TASK GOAL: Search the data for the word "window". Reproduce every line where it is found.

RECORDS TO PROCESS:
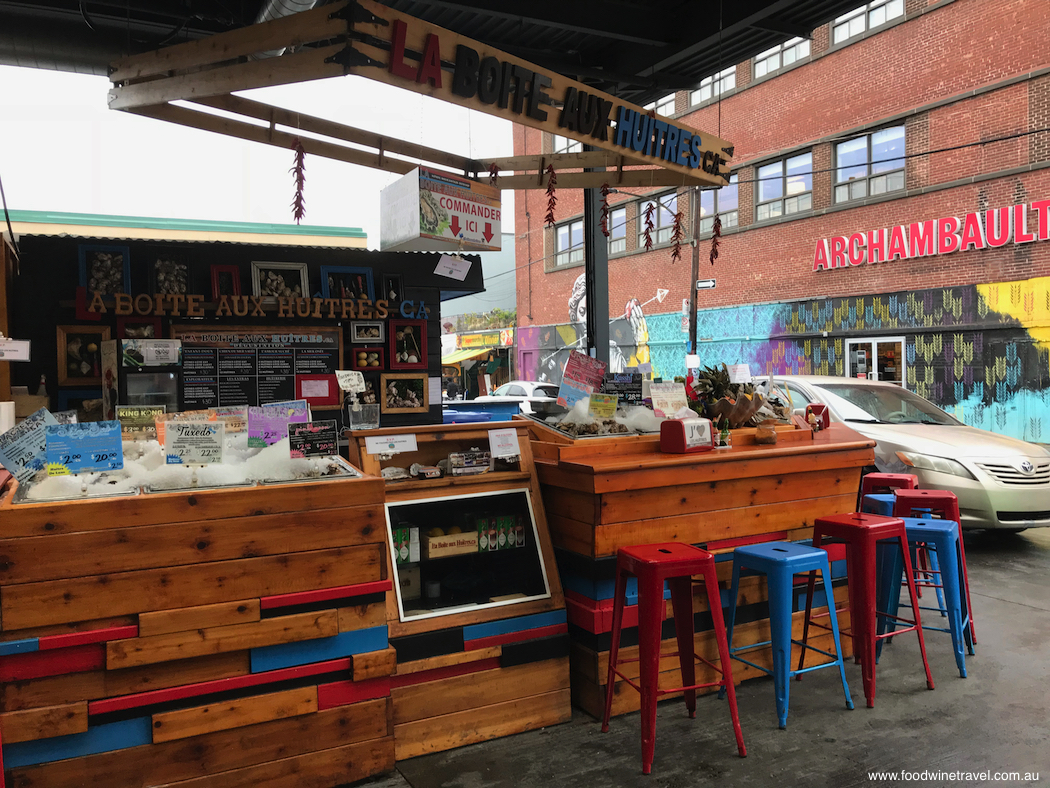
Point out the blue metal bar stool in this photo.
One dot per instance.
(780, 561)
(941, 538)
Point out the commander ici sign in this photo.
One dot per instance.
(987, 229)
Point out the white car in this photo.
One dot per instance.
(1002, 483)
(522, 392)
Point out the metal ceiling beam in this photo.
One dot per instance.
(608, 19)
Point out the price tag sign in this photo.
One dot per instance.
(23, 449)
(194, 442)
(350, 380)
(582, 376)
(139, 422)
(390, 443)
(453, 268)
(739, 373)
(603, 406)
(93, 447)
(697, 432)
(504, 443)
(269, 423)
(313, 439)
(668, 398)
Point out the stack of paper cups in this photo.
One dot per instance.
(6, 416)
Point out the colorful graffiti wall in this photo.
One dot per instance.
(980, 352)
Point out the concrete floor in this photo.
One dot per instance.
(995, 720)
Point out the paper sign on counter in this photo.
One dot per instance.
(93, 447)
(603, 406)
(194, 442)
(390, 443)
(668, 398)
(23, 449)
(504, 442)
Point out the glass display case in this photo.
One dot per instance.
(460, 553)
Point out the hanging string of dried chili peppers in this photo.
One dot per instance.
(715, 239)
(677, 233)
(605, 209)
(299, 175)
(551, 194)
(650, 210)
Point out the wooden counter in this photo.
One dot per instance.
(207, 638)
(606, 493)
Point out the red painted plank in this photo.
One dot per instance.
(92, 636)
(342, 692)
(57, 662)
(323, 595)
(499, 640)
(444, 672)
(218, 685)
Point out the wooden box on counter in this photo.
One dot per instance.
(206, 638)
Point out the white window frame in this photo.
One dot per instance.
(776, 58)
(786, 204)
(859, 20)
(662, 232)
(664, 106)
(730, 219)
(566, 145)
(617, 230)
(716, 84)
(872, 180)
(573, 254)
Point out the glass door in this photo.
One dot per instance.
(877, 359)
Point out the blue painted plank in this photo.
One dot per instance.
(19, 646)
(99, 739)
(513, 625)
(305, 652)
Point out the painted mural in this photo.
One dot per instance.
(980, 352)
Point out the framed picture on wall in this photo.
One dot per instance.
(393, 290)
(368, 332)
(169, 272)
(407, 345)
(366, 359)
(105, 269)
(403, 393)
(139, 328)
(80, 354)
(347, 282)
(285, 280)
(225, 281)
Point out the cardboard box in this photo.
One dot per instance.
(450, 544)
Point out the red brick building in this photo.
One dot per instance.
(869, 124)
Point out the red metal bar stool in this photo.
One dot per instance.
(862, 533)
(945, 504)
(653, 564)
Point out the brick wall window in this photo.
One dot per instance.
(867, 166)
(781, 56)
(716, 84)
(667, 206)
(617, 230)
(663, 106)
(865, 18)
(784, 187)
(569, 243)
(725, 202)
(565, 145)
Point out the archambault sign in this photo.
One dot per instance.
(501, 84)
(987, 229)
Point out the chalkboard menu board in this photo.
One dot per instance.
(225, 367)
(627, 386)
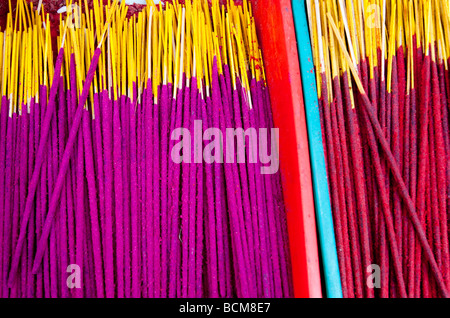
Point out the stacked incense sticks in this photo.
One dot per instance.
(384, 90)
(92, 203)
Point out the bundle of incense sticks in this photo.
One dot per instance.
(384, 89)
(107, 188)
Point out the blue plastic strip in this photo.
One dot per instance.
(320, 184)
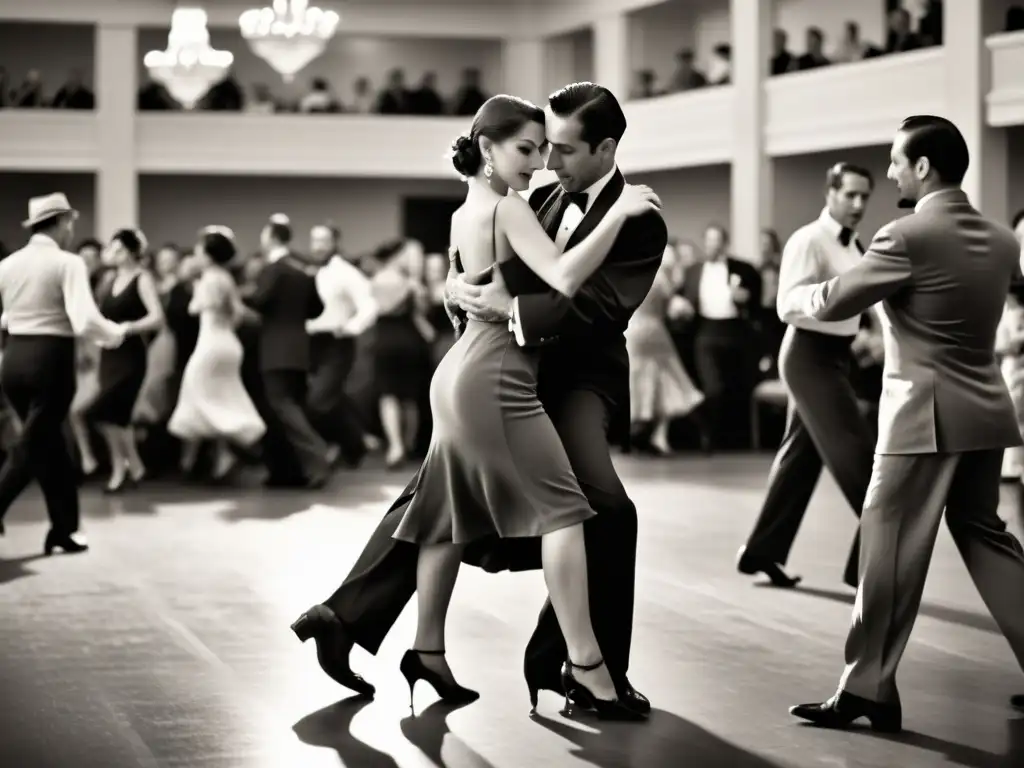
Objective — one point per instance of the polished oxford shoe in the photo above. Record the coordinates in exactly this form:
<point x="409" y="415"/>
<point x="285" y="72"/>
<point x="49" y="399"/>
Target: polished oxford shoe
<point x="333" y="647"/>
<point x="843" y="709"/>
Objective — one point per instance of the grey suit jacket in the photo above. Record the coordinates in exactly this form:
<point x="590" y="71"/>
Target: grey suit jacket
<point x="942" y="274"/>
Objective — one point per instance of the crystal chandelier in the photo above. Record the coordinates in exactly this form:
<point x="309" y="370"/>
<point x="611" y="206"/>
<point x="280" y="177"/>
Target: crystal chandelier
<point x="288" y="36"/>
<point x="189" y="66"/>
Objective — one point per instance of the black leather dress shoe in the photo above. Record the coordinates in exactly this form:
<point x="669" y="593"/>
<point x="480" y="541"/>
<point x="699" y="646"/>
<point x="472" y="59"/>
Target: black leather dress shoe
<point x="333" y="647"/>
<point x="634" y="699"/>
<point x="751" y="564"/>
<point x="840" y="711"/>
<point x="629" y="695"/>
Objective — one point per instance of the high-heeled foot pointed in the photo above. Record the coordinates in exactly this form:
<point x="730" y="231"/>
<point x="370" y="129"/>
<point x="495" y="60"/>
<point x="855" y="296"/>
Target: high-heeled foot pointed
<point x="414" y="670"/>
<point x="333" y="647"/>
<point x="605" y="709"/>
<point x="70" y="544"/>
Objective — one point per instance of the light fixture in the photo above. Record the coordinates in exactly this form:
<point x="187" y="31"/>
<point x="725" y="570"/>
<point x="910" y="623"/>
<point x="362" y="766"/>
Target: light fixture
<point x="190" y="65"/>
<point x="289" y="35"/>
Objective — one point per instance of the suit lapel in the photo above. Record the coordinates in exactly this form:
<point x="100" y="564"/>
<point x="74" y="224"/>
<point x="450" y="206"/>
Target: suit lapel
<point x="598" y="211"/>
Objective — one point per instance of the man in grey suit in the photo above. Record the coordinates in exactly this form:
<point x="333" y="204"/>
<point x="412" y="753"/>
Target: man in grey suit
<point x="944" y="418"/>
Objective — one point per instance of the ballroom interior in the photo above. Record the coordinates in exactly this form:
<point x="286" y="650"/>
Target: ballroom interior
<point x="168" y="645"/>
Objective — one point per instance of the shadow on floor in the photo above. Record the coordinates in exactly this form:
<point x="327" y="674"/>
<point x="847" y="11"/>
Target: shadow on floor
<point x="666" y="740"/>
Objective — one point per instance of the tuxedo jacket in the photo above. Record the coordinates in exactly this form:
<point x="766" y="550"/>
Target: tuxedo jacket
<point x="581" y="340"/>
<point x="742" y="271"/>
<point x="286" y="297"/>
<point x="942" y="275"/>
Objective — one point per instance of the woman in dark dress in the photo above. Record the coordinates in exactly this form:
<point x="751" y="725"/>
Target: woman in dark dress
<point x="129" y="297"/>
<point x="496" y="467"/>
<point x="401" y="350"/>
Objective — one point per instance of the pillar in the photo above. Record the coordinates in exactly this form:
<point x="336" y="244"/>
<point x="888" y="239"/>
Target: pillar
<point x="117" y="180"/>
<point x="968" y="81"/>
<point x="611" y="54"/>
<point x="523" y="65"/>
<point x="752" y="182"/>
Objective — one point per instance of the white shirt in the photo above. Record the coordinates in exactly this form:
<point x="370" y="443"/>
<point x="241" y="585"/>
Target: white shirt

RESULT BELOW:
Point out the white window frame in this photo.
Point out the brick wall window in this photo.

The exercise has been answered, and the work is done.